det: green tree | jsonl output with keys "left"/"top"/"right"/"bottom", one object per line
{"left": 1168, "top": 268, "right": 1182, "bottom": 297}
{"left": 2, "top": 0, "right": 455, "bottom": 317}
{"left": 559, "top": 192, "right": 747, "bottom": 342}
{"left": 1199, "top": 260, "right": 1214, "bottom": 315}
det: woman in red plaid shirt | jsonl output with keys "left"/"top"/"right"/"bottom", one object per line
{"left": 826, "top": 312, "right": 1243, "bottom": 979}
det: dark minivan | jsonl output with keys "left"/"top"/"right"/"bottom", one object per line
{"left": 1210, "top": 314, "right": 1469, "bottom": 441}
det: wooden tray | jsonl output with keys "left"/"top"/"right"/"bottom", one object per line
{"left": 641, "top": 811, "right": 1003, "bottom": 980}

· · · ·

● Goal of the exercise:
Copy the listing in full, and keep every word exactly as it is.

● Worked solution:
det: green tree | jsonl output with keys "left"/"top"/"right"/"bottom", one object per line
{"left": 1168, "top": 268, "right": 1182, "bottom": 297}
{"left": 2, "top": 0, "right": 455, "bottom": 317}
{"left": 559, "top": 192, "right": 747, "bottom": 342}
{"left": 1199, "top": 260, "right": 1214, "bottom": 315}
det: woman in red plaid shirt | jsonl output with keys "left"/"top"/"right"/"bottom", one object per line
{"left": 826, "top": 312, "right": 1243, "bottom": 979}
det: dark minivan | jsonl output with keys "left"/"top"/"right"/"bottom", one object per line
{"left": 1210, "top": 314, "right": 1469, "bottom": 441}
det: wooden tray | jsonl output with keys "left"/"top"/"right"/"bottom", one object per line
{"left": 641, "top": 811, "right": 1003, "bottom": 980}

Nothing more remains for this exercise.